▸ TASK BRIEF: Starting at the line that holds "Test yourself! Look at the image and find the man's nose.", set down each line through the end of the listing, exactly as written and with nothing added.

▽

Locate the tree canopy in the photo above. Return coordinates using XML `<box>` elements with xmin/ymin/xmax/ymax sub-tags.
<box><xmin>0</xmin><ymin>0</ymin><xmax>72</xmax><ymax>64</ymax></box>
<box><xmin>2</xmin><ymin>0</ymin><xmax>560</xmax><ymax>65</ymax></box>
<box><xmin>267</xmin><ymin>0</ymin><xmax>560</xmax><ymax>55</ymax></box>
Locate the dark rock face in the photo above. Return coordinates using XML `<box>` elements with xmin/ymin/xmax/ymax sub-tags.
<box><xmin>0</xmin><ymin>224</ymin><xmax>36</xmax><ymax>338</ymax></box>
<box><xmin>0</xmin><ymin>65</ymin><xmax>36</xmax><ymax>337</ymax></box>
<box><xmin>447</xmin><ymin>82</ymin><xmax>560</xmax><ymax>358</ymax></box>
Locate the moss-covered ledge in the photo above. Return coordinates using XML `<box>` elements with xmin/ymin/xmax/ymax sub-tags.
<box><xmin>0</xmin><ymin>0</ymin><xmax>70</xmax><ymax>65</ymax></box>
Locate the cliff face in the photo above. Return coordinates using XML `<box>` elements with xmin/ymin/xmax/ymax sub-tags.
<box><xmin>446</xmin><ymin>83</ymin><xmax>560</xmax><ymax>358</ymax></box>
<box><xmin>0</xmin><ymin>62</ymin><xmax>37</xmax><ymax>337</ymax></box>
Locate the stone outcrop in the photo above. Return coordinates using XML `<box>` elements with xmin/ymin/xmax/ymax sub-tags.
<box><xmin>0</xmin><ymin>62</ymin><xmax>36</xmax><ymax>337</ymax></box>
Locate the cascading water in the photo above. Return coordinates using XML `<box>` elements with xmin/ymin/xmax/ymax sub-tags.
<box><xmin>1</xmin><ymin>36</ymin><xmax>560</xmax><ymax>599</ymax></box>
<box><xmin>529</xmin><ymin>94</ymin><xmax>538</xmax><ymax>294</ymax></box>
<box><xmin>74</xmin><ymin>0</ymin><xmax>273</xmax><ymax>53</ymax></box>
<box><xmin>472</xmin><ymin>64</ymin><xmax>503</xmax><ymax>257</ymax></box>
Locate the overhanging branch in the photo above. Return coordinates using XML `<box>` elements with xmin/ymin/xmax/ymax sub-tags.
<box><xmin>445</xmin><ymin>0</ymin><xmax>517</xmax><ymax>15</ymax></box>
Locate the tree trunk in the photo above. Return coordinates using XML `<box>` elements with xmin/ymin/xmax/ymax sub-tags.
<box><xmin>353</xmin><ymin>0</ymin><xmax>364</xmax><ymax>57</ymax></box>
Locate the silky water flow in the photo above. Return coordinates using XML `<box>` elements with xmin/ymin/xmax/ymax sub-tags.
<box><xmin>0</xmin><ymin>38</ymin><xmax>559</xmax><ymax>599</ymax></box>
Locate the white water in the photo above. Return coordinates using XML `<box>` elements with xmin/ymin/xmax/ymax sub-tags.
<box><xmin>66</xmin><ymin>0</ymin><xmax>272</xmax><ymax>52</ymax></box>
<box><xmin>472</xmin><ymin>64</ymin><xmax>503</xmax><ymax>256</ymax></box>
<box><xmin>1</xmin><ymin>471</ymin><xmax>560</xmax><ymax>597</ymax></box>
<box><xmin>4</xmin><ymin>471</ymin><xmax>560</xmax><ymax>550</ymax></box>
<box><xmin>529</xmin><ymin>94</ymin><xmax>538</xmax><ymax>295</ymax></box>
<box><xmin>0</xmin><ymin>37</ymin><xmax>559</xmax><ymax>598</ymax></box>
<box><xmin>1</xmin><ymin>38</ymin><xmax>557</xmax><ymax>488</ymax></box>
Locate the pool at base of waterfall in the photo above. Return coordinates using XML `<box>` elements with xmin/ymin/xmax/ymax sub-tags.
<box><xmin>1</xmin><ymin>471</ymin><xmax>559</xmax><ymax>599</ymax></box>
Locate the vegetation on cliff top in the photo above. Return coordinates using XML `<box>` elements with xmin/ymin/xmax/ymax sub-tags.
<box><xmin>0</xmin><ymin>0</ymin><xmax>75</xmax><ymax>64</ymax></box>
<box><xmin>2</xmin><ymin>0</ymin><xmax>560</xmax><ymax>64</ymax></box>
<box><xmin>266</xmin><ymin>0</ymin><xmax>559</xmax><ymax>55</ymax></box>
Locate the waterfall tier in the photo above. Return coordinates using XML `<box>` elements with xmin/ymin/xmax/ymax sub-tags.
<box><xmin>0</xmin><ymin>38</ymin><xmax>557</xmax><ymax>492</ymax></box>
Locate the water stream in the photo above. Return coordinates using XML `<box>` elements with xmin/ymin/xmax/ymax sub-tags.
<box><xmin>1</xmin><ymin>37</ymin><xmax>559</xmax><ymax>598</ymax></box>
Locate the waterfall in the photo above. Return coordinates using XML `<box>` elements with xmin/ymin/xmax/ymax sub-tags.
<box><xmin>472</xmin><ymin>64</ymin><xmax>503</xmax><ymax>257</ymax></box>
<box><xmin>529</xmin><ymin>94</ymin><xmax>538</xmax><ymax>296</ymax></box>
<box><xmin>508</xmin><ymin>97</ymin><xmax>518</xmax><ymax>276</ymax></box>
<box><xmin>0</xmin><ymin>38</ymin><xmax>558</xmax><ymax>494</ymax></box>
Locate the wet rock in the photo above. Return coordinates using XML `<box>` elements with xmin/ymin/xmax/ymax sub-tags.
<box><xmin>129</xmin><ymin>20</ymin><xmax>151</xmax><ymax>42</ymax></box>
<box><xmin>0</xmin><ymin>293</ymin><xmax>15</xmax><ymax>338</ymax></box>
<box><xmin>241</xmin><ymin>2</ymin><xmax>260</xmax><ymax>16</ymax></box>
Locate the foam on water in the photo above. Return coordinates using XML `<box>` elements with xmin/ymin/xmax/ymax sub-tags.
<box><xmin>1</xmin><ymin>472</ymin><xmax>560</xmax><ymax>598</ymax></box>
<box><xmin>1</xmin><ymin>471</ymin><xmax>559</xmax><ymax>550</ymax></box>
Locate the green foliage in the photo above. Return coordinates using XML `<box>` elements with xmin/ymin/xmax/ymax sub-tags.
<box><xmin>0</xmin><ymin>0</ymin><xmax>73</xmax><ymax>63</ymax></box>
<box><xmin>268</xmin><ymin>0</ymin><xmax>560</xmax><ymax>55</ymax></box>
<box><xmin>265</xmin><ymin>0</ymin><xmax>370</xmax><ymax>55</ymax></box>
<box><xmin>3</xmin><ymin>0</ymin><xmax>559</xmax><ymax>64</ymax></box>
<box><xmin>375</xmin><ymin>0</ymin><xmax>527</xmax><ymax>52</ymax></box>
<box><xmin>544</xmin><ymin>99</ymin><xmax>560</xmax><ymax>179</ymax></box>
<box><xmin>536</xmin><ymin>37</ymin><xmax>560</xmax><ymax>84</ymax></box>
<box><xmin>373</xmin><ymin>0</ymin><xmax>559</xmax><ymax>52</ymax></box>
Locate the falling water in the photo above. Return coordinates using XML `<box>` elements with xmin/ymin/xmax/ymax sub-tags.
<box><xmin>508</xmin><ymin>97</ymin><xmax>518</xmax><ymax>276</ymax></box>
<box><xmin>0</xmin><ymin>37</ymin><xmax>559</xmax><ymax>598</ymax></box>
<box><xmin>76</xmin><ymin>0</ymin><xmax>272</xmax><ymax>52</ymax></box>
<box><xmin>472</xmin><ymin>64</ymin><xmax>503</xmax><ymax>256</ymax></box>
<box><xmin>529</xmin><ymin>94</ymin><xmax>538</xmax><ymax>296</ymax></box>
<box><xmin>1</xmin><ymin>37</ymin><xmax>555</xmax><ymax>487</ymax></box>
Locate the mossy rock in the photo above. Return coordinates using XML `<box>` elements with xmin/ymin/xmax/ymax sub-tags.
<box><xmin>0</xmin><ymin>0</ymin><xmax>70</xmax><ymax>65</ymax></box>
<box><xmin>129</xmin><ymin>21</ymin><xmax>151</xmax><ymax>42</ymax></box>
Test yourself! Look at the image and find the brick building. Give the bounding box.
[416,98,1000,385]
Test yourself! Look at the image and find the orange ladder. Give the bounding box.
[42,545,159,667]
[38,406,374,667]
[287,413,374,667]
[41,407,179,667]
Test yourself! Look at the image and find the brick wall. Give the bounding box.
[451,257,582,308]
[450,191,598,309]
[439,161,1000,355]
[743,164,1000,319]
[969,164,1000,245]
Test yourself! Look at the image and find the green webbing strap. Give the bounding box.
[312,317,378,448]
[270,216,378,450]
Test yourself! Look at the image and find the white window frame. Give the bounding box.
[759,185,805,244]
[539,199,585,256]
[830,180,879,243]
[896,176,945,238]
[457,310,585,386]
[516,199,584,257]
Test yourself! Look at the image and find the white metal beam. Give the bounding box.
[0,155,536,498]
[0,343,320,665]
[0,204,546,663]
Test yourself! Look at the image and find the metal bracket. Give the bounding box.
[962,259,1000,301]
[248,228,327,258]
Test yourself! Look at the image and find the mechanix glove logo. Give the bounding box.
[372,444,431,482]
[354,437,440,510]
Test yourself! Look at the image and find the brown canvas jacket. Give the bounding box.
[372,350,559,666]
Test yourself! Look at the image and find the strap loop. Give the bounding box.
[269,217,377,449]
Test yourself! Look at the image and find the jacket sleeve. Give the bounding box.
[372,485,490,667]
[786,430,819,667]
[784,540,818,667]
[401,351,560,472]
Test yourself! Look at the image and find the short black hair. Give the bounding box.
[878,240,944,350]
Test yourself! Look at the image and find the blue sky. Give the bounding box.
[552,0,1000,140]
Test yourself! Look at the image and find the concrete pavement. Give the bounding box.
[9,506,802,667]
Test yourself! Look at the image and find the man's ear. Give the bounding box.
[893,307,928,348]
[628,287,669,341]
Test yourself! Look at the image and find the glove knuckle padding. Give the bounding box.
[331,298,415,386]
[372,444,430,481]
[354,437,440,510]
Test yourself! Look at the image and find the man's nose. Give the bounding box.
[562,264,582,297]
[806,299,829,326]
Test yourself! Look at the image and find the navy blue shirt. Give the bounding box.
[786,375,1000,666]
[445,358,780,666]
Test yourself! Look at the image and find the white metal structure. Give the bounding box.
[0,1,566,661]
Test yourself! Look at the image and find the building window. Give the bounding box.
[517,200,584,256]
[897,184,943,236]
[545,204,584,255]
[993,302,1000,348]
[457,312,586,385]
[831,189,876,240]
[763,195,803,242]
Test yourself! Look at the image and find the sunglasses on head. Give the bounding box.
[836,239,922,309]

△

▸ RESPONSE:
Test yourself! Look at the image and find the man's nose. Give the bounding box.
[562,264,582,297]
[806,299,829,326]
Test yourself! Look at the image and find the navy blue shirt. Give the bounding box.
[786,375,1000,666]
[445,358,780,666]
Test yourself! Look at the image and find the white metal structure. Give the bounding box.
[0,1,566,661]
Test yourself! Look at the image and find the building window. Give the bounding box.
[517,200,584,256]
[897,184,943,236]
[545,204,584,255]
[993,302,1000,348]
[457,312,586,385]
[831,189,876,240]
[763,195,803,242]
Test yourself! Look at the image and find the sunglasses on head. Give the bounding box.
[836,239,922,309]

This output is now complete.